(INFORMATION PROVIDED begins)
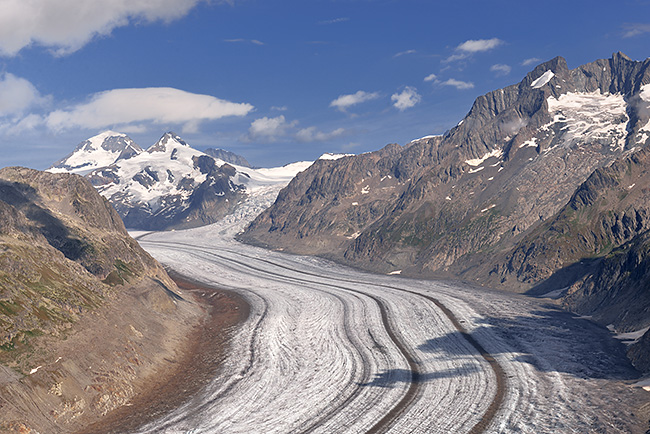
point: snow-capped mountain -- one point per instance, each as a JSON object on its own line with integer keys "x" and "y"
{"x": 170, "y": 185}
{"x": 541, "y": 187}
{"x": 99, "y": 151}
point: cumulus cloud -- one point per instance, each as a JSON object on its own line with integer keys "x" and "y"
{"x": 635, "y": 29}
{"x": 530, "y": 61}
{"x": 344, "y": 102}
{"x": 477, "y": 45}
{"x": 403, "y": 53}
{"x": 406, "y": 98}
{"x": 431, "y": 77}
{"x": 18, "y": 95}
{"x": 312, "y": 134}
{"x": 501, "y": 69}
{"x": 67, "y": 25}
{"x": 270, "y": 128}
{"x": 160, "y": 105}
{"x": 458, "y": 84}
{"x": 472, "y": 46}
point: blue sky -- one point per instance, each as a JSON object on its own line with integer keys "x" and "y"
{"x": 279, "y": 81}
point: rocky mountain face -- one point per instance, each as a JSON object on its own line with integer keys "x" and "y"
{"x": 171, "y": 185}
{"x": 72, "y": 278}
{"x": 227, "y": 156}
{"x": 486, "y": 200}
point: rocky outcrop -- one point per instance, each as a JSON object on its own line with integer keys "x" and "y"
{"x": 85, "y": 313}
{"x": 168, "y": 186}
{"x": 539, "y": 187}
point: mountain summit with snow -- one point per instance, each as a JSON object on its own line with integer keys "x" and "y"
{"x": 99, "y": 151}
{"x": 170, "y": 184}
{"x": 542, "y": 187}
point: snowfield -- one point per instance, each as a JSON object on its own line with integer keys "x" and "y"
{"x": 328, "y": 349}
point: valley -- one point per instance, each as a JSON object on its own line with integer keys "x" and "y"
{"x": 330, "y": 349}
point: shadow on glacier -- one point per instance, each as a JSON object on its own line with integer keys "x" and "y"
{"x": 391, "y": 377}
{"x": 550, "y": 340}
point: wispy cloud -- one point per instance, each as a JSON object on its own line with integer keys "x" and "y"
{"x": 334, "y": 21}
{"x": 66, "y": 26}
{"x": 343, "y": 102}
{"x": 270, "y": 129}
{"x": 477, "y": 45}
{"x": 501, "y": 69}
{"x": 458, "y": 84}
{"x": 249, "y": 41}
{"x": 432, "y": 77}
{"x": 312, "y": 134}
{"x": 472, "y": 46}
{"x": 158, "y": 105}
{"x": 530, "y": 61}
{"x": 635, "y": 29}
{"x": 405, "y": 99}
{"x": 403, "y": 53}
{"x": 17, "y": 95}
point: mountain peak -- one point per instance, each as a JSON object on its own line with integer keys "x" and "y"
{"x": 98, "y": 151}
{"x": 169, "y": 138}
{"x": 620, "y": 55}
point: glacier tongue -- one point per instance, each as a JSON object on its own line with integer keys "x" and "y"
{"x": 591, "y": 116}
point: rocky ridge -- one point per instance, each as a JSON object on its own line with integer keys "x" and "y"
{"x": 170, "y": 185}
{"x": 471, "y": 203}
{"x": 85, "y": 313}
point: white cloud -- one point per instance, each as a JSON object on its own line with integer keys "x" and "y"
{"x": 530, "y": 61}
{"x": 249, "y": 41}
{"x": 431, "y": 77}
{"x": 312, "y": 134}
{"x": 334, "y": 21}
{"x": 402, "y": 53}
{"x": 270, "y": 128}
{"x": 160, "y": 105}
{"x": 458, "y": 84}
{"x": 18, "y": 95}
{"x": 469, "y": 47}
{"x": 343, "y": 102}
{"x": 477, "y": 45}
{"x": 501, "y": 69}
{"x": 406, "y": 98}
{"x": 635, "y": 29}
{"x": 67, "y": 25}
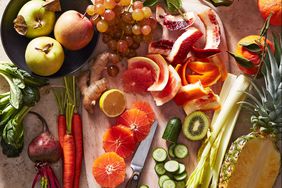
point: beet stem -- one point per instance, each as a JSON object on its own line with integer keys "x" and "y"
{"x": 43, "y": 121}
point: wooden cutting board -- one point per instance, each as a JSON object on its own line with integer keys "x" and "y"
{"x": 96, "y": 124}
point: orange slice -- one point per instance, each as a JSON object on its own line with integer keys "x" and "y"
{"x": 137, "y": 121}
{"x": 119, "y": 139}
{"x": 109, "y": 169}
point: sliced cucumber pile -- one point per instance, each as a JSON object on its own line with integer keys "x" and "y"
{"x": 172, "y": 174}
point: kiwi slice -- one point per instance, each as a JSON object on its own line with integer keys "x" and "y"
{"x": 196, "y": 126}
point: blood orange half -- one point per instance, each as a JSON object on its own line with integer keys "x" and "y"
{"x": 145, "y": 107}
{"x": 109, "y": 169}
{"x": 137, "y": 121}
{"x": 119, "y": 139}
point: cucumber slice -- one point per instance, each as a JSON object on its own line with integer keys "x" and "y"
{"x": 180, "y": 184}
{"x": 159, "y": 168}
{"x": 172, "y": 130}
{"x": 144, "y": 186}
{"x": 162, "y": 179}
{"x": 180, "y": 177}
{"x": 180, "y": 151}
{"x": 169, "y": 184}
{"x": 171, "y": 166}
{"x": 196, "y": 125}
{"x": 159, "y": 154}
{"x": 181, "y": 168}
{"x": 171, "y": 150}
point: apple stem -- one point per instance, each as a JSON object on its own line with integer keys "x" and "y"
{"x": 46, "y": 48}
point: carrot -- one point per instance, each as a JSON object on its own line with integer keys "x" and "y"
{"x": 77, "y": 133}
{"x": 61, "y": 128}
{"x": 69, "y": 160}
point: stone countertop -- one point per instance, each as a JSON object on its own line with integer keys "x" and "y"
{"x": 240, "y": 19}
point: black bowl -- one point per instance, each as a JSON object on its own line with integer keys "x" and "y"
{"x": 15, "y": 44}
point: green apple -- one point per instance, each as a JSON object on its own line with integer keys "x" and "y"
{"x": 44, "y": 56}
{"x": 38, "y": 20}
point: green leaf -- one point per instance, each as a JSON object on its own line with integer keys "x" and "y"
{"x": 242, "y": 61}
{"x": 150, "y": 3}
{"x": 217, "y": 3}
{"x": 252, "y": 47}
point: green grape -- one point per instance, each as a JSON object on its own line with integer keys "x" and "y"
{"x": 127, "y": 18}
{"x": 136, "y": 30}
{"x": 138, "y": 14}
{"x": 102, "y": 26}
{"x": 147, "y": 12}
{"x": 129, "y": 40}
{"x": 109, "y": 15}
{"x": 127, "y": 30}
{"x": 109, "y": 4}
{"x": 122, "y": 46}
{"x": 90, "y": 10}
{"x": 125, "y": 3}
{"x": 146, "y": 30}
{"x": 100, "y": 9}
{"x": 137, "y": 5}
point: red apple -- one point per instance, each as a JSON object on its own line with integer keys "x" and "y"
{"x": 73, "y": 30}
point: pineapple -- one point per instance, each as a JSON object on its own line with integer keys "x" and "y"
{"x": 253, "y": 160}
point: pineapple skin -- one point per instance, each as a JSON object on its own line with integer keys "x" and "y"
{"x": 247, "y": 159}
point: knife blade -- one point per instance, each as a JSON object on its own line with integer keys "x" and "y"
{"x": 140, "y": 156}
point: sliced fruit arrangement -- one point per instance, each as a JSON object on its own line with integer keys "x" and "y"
(INFORMATION PROVIDED ends)
(INFORMATION PROVIDED begins)
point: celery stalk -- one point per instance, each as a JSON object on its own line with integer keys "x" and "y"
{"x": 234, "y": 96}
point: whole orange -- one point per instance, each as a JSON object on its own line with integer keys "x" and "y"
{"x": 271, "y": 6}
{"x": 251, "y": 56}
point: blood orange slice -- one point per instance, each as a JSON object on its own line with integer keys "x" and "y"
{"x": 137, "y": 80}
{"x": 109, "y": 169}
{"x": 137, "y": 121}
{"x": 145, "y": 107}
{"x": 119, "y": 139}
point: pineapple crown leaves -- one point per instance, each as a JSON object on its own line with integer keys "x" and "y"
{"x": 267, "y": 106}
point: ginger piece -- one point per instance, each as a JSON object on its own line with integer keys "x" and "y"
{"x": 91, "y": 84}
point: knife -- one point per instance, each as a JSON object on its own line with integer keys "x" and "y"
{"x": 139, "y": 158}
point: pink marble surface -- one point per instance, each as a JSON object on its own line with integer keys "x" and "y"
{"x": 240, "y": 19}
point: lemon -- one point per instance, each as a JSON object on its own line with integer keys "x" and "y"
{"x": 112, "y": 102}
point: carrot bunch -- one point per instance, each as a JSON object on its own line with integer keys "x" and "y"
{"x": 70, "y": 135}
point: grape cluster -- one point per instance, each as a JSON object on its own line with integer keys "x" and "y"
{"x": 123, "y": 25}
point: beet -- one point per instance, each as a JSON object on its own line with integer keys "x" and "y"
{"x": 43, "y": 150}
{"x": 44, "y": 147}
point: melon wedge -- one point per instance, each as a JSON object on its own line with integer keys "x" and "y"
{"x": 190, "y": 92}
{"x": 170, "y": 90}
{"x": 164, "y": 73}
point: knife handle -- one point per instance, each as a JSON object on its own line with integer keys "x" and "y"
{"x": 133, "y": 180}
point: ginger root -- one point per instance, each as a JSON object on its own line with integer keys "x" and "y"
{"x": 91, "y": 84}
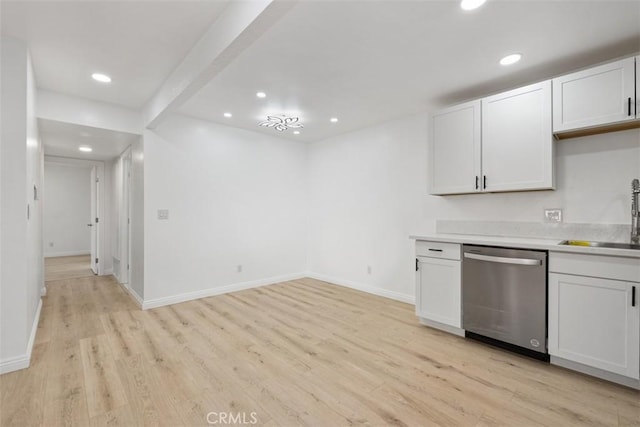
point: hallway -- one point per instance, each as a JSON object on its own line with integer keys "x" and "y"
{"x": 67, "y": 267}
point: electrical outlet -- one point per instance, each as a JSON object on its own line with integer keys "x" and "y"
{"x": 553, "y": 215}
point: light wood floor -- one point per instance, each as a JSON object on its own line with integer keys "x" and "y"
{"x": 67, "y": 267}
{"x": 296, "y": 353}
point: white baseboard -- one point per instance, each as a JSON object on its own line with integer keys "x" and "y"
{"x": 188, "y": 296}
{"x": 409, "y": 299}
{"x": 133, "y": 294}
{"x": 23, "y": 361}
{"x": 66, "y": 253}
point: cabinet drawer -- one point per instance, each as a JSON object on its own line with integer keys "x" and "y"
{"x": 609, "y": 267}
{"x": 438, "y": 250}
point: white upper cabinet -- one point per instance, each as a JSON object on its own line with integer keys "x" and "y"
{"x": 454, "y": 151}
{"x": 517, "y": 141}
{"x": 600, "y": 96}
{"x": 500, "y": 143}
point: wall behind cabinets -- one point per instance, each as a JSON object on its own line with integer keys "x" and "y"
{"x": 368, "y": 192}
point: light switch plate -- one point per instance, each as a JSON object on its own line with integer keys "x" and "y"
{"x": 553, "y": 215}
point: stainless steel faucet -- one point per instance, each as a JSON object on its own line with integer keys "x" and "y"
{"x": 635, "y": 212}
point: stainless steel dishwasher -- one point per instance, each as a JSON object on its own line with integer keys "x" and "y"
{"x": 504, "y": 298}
(INFORMATION PROVIDED ends)
> **TASK DIRECTIONS**
Within the material above, the line with "point: red apple" opens the range and the line with "point: sliced fruit" closes it; reproduce that range word for word.

> **ANSWER FOR THE TASK**
point: red apple -- one point per instance, each as a JSON object on its own line with integer keys "x" and "y"
{"x": 73, "y": 30}
point: pineapple -- one point per instance, each as a JSON object on its own line with integer keys "x" and "y"
{"x": 253, "y": 160}
point: pineapple skin -- one point per instance, each as a JSON object on its own line with integer keys "x" and "y"
{"x": 247, "y": 159}
point: knife blade -- one point per instance, each as a JSON object on its own line with integer keys "x" and "y"
{"x": 140, "y": 156}
point: sliced fruit arrangement -- one point per instance, each as a JSON object on its own line with integer keys "x" and "y"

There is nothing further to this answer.